• [Source extract]
---------------
On Fri, Sep 17, 2021 at 11:05 AM David Howells <[email protected]> wrote:
>
> Move NFS to using the alternate fallback fscache I/O API instead of the
old
> upstream I/O API as that is about to be deleted. The alternate API will
> also be deleted at some point in the future as it's dangerous (as is the
> old API) and can lead to data corruption if the backing filesystem can
> insert/remove bridging blocks of zeros into its extent list[1].
>
> The alternate API reads and writes pages synchronously, with the intention
> of allowing removal of the operation management framework and thence the
> object management framework from fscache.
>
> The preferred change would be to use the netfs lib, but the new I/O API
can
> be used directly. It's just that as the cache now needs to track data for
> itself, caching blocks may exceed page size...
>
> Changes
> =======
> ver #2:
> - Changed "deprecated" to "fallback" in the new function names[2].
---------------
• [Dataset records]

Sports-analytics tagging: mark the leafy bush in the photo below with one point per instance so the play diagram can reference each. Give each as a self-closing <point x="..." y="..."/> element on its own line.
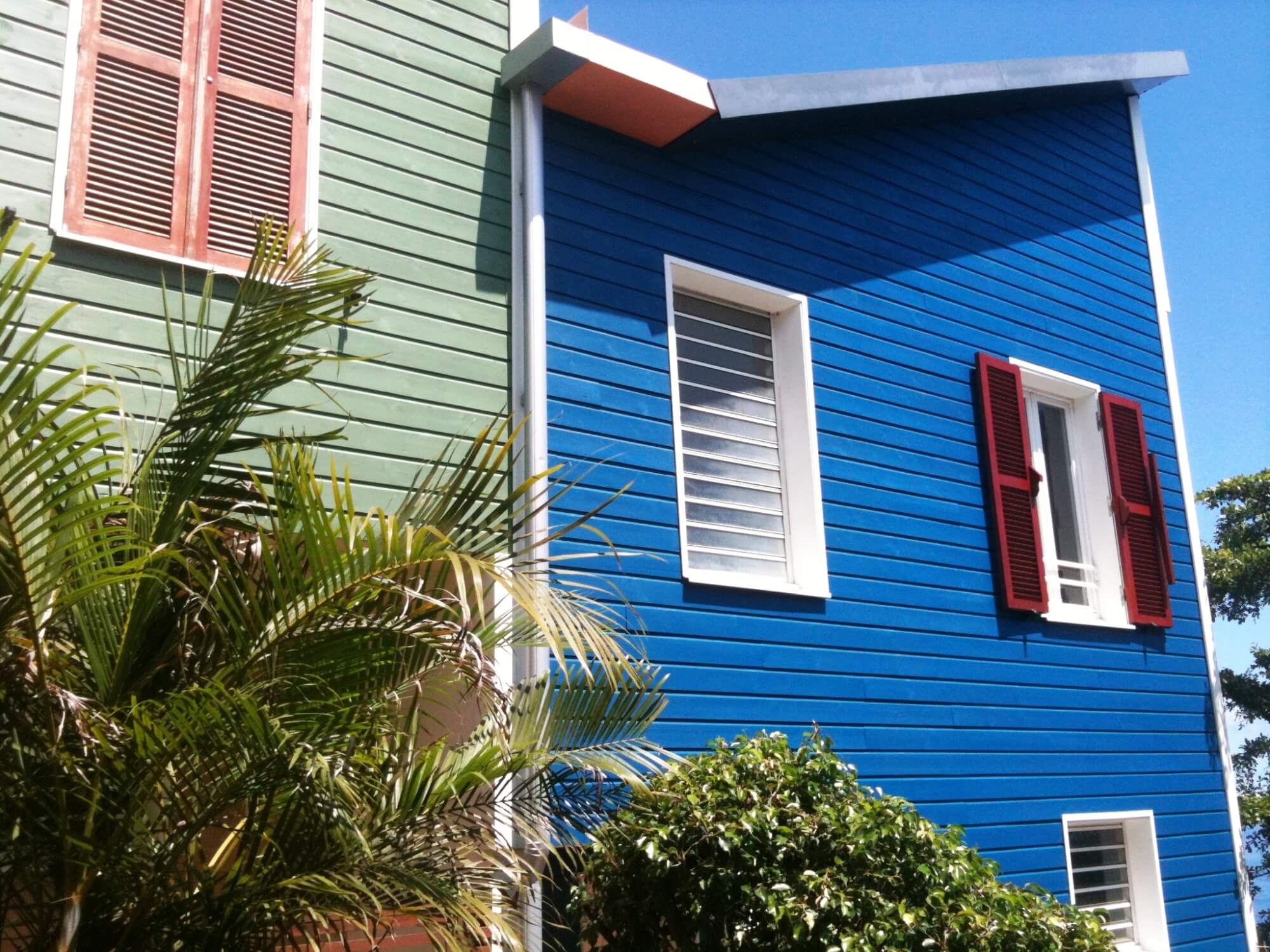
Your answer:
<point x="241" y="709"/>
<point x="758" y="846"/>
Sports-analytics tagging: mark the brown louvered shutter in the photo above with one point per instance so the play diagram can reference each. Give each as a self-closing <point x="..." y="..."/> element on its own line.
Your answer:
<point x="252" y="161"/>
<point x="1140" y="513"/>
<point x="131" y="140"/>
<point x="1014" y="486"/>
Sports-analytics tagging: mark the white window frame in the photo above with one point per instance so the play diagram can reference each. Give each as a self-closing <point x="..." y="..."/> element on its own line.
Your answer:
<point x="1093" y="491"/>
<point x="65" y="131"/>
<point x="1146" y="883"/>
<point x="796" y="414"/>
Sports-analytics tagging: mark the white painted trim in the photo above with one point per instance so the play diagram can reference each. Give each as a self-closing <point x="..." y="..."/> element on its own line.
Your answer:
<point x="1146" y="880"/>
<point x="67" y="117"/>
<point x="1056" y="383"/>
<point x="807" y="559"/>
<point x="1166" y="343"/>
<point x="529" y="402"/>
<point x="1093" y="491"/>
<point x="523" y="20"/>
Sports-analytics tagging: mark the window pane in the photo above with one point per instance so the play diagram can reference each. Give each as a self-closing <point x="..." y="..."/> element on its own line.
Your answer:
<point x="725" y="361"/>
<point x="732" y="426"/>
<point x="1062" y="499"/>
<point x="718" y="334"/>
<point x="707" y="491"/>
<point x="728" y="516"/>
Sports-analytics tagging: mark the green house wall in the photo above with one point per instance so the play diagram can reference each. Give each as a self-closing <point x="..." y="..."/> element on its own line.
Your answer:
<point x="415" y="186"/>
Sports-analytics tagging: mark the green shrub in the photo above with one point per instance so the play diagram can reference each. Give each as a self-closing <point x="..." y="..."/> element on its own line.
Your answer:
<point x="758" y="846"/>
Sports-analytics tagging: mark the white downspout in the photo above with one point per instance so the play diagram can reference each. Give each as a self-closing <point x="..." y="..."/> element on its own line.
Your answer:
<point x="1164" y="307"/>
<point x="529" y="370"/>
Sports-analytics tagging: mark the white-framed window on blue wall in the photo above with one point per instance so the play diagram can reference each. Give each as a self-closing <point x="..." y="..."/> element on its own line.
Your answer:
<point x="1074" y="499"/>
<point x="1113" y="870"/>
<point x="747" y="461"/>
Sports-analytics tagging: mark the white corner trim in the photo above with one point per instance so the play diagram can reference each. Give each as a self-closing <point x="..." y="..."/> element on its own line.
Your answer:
<point x="1146" y="880"/>
<point x="1055" y="383"/>
<point x="1206" y="616"/>
<point x="313" y="162"/>
<point x="807" y="557"/>
<point x="557" y="50"/>
<point x="523" y="20"/>
<point x="67" y="119"/>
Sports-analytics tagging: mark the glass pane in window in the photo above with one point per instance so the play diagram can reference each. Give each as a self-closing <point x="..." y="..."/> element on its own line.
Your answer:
<point x="1100" y="876"/>
<point x="1062" y="501"/>
<point x="730" y="441"/>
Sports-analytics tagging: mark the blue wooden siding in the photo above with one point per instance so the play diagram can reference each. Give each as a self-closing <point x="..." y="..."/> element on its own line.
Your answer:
<point x="1020" y="235"/>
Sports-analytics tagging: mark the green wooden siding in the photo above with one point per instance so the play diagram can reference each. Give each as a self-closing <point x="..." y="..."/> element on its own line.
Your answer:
<point x="415" y="186"/>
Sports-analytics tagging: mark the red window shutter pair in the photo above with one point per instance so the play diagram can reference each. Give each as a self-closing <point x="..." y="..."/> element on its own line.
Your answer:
<point x="191" y="124"/>
<point x="1142" y="530"/>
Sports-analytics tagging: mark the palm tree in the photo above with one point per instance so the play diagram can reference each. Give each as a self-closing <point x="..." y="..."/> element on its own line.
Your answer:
<point x="239" y="711"/>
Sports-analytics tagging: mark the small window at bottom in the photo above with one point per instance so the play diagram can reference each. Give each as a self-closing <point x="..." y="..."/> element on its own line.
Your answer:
<point x="1100" y="875"/>
<point x="1078" y="577"/>
<point x="744" y="414"/>
<point x="1113" y="869"/>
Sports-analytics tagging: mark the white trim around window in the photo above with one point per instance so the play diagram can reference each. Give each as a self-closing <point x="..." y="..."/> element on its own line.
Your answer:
<point x="1088" y="590"/>
<point x="746" y="456"/>
<point x="1113" y="864"/>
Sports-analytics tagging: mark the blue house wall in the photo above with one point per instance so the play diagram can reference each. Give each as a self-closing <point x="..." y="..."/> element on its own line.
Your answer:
<point x="1020" y="235"/>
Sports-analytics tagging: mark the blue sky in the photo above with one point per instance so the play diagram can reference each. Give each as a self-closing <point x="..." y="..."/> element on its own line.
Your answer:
<point x="1208" y="139"/>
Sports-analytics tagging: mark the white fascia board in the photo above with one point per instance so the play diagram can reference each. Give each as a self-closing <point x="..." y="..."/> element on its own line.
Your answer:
<point x="1206" y="616"/>
<point x="557" y="49"/>
<point x="763" y="96"/>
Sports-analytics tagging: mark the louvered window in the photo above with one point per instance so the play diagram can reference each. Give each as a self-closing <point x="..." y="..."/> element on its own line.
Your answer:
<point x="190" y="126"/>
<point x="749" y="479"/>
<point x="1100" y="876"/>
<point x="1080" y="522"/>
<point x="1113" y="868"/>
---------------
• [Problems to solve]
#1 Change "play diagram" to "field chart" in the entries from the line containing "Sports-analytics tagging: mark the white fascia" up to and including the last line of the entries, and leave everything else unchanged.
#2 Write what comes next in the email about moving NFS to the fallback fscache I/O API, starting where it stops.
The email and the entries come from unrelated sources.

• [Results for each task]
#1
Sports-analytics tagging: mark the white fascia board in the photo above with one point per instance so the field chart can reference each. Give each as a self-closing <point x="..." y="..."/> element on its own line.
Your answer:
<point x="1206" y="616"/>
<point x="557" y="49"/>
<point x="763" y="96"/>
Sports-analytics tagging: mark the louvered window in the photo above with one point per instance so the field chart can reference each. Give each as a self-closing <point x="..." y="..."/> element on its own line.
Your answer:
<point x="190" y="126"/>
<point x="749" y="479"/>
<point x="1100" y="876"/>
<point x="1080" y="522"/>
<point x="1113" y="868"/>

#2
>
> Signed-off-by: David Howells <[email protected]>
> cc: Trond Myklebust <[email protected]>
> cc: Anna Schumaker <[email protected]>
> cc: [email protected]
> cc: [email protected]
> Link: https://lore.kernel.org/r/[email protected] [1]
> Link:
https://lore.kernel.org/r/CAHk-=wiVK+1CyEjW8u71zVPK8msea=qppznx35gnx+s8sxn...@mail.gmail.com/
[2]
> Link:
https://lore.kernel.org/r/163162771421.438332.11563297618174948818.st...@warthog.procyon.org.uk/
# rfc
> ---
>
> fs/nfs/file.c | 14 +++--
> fs/nfs/fscache.c | 161
+++++++-----------------------------------------------
> fs/nfs/fscache.h | 85 ++++-------------------------
> fs/nfs/read.c | 25 +++-----
> fs/nfs/write.c | 7 ++
> 5 files changed, 55 insertions(+), 237 deletions(-)
>
> diff --git a/fs/nfs/file.c b/fs/nfs/file.c
> index aa353fd58240..209dac208477 100644
> --- a/fs/nfs/file.c
> +++ b/fs/nfs/file.c
> @@ -416,7 +416,7 @@ static void nfs_invalidate_page(struct page *page,
unsigned int offset,
> /* Cancel any unstarted writes on this page */
> nfs_wb_page_cancel(page_file_mapping(page)->host, page);
>
> - nfs_fscache_invalidate_page(page, page->mapping->host);
> + wait_on_page_fscache(page);
> }
>
> /*
> @@ -432,7 +432,12 @@ static int nfs_release_page(struct page *page, gfp_t
gfp)
> /* If PagePrivate() is set, then the page is not freeable */
> if (PagePrivate(page))
> return 0;
> - return nfs_fscache_release_page(page, gfp);
> + if (PageFsCache(page)) {
> + if (!(gfp & __GFP_DIRECT_RECLAIM) || !(gfp & __GFP_FS))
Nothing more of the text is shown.